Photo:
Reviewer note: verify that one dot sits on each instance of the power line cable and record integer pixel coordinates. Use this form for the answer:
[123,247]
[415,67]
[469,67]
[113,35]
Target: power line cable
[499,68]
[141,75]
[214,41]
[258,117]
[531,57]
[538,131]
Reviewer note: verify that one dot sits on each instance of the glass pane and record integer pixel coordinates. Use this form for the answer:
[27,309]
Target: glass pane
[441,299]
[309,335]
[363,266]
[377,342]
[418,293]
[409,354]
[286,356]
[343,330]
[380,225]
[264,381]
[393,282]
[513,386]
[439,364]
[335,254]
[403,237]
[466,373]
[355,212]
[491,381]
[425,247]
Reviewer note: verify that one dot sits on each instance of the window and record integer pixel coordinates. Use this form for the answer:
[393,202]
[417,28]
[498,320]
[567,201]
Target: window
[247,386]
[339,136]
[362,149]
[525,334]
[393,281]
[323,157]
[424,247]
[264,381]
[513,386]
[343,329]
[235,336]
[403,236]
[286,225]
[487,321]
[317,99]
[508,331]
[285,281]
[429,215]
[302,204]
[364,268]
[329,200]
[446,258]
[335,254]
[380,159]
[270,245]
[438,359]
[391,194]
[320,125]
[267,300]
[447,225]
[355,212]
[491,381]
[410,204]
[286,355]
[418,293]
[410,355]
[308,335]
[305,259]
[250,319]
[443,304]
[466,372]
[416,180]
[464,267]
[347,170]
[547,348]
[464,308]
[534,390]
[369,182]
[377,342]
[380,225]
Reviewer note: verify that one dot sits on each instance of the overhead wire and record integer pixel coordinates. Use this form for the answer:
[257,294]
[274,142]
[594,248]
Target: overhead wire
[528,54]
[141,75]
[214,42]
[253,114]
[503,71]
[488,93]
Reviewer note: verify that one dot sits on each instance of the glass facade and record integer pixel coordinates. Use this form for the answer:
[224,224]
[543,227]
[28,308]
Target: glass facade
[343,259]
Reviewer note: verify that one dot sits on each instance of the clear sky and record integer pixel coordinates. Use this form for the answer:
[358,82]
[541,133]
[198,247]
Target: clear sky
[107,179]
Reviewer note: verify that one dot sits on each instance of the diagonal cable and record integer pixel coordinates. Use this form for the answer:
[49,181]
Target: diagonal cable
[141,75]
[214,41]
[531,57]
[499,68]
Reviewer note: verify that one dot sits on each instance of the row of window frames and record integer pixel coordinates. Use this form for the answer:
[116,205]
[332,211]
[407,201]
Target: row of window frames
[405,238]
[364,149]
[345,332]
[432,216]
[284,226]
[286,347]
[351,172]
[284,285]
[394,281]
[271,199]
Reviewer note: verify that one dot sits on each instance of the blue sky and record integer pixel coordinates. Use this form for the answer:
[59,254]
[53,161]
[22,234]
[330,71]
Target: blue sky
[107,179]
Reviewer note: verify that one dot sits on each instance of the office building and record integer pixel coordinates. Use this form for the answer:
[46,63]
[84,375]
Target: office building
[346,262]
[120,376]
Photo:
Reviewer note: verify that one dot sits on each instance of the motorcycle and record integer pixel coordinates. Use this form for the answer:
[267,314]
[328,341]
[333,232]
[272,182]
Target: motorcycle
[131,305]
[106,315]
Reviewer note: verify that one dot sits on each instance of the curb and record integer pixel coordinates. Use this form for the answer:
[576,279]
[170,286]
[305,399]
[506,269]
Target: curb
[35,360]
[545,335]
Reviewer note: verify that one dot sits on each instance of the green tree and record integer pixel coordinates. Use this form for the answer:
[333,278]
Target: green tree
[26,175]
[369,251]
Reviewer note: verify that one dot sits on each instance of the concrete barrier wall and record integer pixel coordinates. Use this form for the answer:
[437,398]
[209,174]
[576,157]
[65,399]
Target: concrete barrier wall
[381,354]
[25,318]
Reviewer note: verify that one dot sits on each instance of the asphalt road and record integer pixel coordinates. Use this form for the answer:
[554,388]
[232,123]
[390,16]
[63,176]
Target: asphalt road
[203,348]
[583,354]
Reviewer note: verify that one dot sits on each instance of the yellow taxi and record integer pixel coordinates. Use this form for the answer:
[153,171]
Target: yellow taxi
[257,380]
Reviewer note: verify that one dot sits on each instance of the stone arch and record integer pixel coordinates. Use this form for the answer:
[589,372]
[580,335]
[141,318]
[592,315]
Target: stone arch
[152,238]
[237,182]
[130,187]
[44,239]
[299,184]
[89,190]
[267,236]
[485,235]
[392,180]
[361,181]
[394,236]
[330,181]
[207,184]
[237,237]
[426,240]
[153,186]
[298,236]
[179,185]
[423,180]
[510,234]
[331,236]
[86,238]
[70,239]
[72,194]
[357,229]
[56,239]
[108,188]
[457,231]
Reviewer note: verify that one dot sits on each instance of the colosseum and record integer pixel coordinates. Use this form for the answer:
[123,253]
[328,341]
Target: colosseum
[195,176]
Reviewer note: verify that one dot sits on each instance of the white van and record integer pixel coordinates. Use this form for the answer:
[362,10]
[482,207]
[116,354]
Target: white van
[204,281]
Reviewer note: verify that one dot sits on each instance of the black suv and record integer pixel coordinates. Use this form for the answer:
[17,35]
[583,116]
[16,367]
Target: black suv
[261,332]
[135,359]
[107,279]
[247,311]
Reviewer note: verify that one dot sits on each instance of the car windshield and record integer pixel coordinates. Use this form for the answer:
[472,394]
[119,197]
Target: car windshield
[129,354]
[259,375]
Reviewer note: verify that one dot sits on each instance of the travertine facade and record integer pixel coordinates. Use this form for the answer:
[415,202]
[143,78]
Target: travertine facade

[STATED PROBLEM]: Extract all of the data exactly as written.

[RESPONSE BELOW]:
Photo:
Reviewer note: verify that one dot sits on each instance of the power line cable and record integer pixel coordinates. Use this form for the answer:
[123,247]
[415,67]
[469,67]
[113,35]
Target: power line cable
[499,68]
[141,75]
[214,41]
[258,117]
[531,57]
[538,131]
Reviewer note: verify that one dot sits on each instance of the glass pane and record integer pixel coordinates. Use this form for the answer:
[27,309]
Target: glass pane
[441,299]
[309,335]
[363,266]
[377,342]
[418,293]
[409,354]
[286,356]
[343,330]
[380,225]
[264,381]
[393,282]
[513,386]
[439,364]
[335,254]
[403,237]
[466,373]
[355,212]
[491,381]
[425,247]
Reviewer note: verify that one dot sits on each instance of the window and record integer pixel coordinates. Use this form for the answer:
[393,202]
[417,28]
[498,320]
[567,201]
Target: window
[247,386]
[339,136]
[362,149]
[525,334]
[393,281]
[323,157]
[424,247]
[264,381]
[513,386]
[343,329]
[235,336]
[403,236]
[286,225]
[487,321]
[317,99]
[508,331]
[285,281]
[429,215]
[302,204]
[364,268]
[329,200]
[446,258]
[335,254]
[380,159]
[270,245]
[438,359]
[391,194]
[320,125]
[267,300]
[447,225]
[355,212]
[491,381]
[410,204]
[286,355]
[418,293]
[410,355]
[308,335]
[305,259]
[250,319]
[443,304]
[466,372]
[416,180]
[464,267]
[347,170]
[547,348]
[464,308]
[534,390]
[369,182]
[377,342]
[380,225]
Reviewer note: verify that one dot sits on each instance of the overhead wire and record integer pixel coordinates. Use this form for the answer:
[257,294]
[274,142]
[594,248]
Target: overhead wire
[528,54]
[141,75]
[214,42]
[253,114]
[503,71]
[488,93]
Reviewer note: verify that one dot sits on each instance of the glass facade and record integer pixel coordinates. Use this form for the answer:
[224,224]
[543,227]
[28,308]
Target: glass facade
[343,259]
Reviewer note: verify that one dot sits on each instance of the clear sky and record integer pixel coordinates. Use this form for the answer:
[358,82]
[541,133]
[198,247]
Target: clear sky
[107,179]
Reviewer note: verify that one dot sits on each instance of the diagonal cable and record integer pixel coordinates. Use this form for the answer:
[49,181]
Target: diagonal cable
[141,75]
[214,41]
[531,57]
[499,68]
Reviewer note: verify that one dot sits on each instance of the row of window frames and record integer pixel coordinates. Use this form for the answer:
[116,205]
[332,211]
[407,201]
Target: row of window frames
[405,238]
[364,149]
[345,332]
[432,216]
[284,226]
[286,347]
[351,172]
[284,285]
[394,281]
[271,199]
Reviewer note: verify that one dot sits on each instance of the blue sky and record integer pixel coordinates. Use this form for the answer:
[59,254]
[53,161]
[22,234]
[330,71]
Target: blue sky
[107,179]
Reviewer note: verify that one dot sits on each instance of the office building and record integer pixel coordinates. Use this form for the answer:
[46,63]
[84,375]
Target: office building
[346,262]
[120,376]
Photo:
Reviewer note: verify that one dot sits on each instance of the motorcycle and record integer pixel coordinates. Use this form for the answer:
[267,314]
[328,341]
[333,232]
[272,182]
Target: motorcycle
[131,305]
[106,315]
Reviewer note: verify that one dot sits on each instance of the curb and record integer pixel coordinates. Use this form for the answer:
[576,279]
[170,286]
[305,399]
[506,269]
Target: curb
[35,360]
[545,335]
Reviewer note: verify that one dot sits on each instance of the green tree and record integer pixel coordinates. Use this form for the answer:
[333,278]
Target: green tree
[26,175]
[369,251]
Reviewer note: verify that one dot sits on each instance of the concrete barrier wall and record integer pixel coordinates. Use this form for the answer:
[437,398]
[209,174]
[576,157]
[65,399]
Target: concrete barrier wall
[381,354]
[25,318]
Reviewer note: verify that one dot sits on each instance of the asphalt road and record integer pixel coordinates. Use this form for the answer:
[554,388]
[232,123]
[390,16]
[63,176]
Target: asphalt road
[203,348]
[583,354]
Reviewer note: verify that one dot sits on each instance of the yellow taxi and record integer pixel coordinates. Use this form for the answer:
[153,171]
Target: yellow taxi
[257,380]
Reviewer note: verify that one dot sits on each instance of the stone arch and record integer pixel coordinates. Use this form for the answer:
[589,372]
[580,335]
[141,318]
[592,315]
Target: stone arch
[152,238]
[237,182]
[130,187]
[44,239]
[299,184]
[89,190]
[267,236]
[485,235]
[392,180]
[361,181]
[394,236]
[330,181]
[207,184]
[237,237]
[426,240]
[153,186]
[298,236]
[179,185]
[423,180]
[510,234]
[331,236]
[86,238]
[70,239]
[72,194]
[357,229]
[56,239]
[108,188]
[457,231]
Reviewer note: verify that one dot sits on each instance of the colosseum and record integer pixel coordinates. Use this form for the answer:
[123,253]
[328,341]
Target: colosseum
[195,176]
Reviewer note: verify that one dot sits on each instance of the white van and record integer pixel coordinates. Use this form for the answer:
[362,10]
[482,207]
[116,354]
Target: white van
[204,281]
Reviewer note: verify that one dot sits on each instance of the black suv and record integer pixel coordinates. Use this form for the answer:
[17,35]
[583,116]
[16,367]
Target: black suv
[261,332]
[135,359]
[107,279]
[247,311]
Reviewer note: verify that one dot sits on each instance of the car windshield and record integer pixel coordinates. Use this form for the answer:
[472,394]
[119,197]
Target: car windshield
[129,354]
[259,375]
Reviewer note: verify that one dot sits on each instance of the travertine facade and record integer pixel coordinates. Use this form for the answer:
[415,202]
[143,78]
Target: travertine facade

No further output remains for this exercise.